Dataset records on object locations
+ + + + +

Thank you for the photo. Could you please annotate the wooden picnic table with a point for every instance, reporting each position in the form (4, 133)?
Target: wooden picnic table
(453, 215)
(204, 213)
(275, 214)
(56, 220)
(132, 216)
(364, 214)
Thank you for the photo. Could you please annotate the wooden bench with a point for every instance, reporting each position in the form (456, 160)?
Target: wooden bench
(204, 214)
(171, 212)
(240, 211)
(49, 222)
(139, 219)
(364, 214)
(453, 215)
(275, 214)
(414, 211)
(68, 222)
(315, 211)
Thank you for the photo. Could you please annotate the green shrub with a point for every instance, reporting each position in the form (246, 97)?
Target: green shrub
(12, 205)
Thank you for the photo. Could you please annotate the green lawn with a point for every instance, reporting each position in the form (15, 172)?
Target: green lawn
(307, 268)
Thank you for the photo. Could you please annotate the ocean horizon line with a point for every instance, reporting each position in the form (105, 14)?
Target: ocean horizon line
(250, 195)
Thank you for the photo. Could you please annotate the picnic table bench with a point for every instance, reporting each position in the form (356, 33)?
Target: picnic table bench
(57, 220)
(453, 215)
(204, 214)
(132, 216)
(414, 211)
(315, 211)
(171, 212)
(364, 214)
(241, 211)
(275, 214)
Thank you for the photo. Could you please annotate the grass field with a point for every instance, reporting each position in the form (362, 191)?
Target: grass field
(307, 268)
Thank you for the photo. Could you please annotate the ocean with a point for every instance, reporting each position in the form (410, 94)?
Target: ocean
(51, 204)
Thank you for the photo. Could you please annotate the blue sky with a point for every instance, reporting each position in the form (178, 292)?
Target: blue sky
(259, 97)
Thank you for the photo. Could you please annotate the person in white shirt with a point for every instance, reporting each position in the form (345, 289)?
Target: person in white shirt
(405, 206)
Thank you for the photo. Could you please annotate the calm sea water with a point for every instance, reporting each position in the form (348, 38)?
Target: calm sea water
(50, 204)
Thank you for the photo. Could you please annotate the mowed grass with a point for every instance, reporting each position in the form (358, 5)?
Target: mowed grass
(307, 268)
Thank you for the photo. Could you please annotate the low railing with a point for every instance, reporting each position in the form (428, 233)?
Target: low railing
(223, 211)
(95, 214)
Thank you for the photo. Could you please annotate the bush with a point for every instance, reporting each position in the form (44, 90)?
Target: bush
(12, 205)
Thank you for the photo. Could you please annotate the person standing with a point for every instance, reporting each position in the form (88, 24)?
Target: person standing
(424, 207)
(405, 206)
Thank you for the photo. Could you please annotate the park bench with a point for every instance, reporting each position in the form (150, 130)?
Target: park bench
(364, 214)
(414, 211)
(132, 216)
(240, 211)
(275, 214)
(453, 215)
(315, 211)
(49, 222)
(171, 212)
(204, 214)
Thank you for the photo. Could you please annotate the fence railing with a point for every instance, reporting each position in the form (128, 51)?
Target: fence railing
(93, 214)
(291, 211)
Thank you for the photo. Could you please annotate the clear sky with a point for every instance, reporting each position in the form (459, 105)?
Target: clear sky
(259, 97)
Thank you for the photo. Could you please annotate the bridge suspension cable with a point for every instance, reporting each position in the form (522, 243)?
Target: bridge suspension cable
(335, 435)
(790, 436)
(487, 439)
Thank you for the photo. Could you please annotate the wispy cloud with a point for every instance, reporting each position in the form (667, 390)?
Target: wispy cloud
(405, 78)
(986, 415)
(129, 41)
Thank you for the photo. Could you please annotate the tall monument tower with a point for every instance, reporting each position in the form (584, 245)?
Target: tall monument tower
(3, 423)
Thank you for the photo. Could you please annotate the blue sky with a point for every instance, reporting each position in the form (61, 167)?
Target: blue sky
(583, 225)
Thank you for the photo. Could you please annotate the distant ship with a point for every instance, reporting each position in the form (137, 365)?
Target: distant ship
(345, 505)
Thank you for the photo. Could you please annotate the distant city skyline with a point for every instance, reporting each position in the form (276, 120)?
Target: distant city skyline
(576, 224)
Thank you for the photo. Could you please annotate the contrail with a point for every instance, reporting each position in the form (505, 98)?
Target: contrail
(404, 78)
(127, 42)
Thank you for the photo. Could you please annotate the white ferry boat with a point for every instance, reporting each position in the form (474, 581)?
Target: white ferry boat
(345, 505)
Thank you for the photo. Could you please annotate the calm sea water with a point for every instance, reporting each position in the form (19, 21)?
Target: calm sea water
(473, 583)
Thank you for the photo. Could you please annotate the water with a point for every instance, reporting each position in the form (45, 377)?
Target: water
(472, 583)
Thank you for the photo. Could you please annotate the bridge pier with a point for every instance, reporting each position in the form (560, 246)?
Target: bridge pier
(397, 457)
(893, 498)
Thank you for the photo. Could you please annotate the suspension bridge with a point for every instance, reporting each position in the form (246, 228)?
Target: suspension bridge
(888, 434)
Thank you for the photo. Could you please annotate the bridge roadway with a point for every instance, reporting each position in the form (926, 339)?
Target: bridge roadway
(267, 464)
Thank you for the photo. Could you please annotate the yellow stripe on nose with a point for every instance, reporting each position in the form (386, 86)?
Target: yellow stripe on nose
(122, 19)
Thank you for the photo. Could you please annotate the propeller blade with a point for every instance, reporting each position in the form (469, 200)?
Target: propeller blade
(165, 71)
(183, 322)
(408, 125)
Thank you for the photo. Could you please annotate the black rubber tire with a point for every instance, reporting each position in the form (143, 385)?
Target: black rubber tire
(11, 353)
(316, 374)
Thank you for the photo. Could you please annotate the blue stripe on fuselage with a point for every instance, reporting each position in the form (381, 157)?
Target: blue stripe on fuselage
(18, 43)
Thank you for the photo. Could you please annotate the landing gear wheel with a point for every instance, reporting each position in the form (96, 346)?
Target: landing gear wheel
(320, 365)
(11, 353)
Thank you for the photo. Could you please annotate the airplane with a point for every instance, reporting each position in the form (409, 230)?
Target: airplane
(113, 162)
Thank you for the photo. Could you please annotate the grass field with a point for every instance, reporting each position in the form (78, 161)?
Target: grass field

+ + + + +

Copy out, unchanged, the part of the records that opens with the line containing "Thank you for the photo. Could you please annotate the airplane" and runs through the end of the records, including both of those ends.

Thank you for the photo. Could you please annotate the airplane with a point for every instance, reporting each position in the form (409, 230)?
Target: airplane
(113, 162)
Thank you for the photo. Could you please annotate the grass field with a point for every instance, reporting each position in the form (78, 161)?
Target: grass field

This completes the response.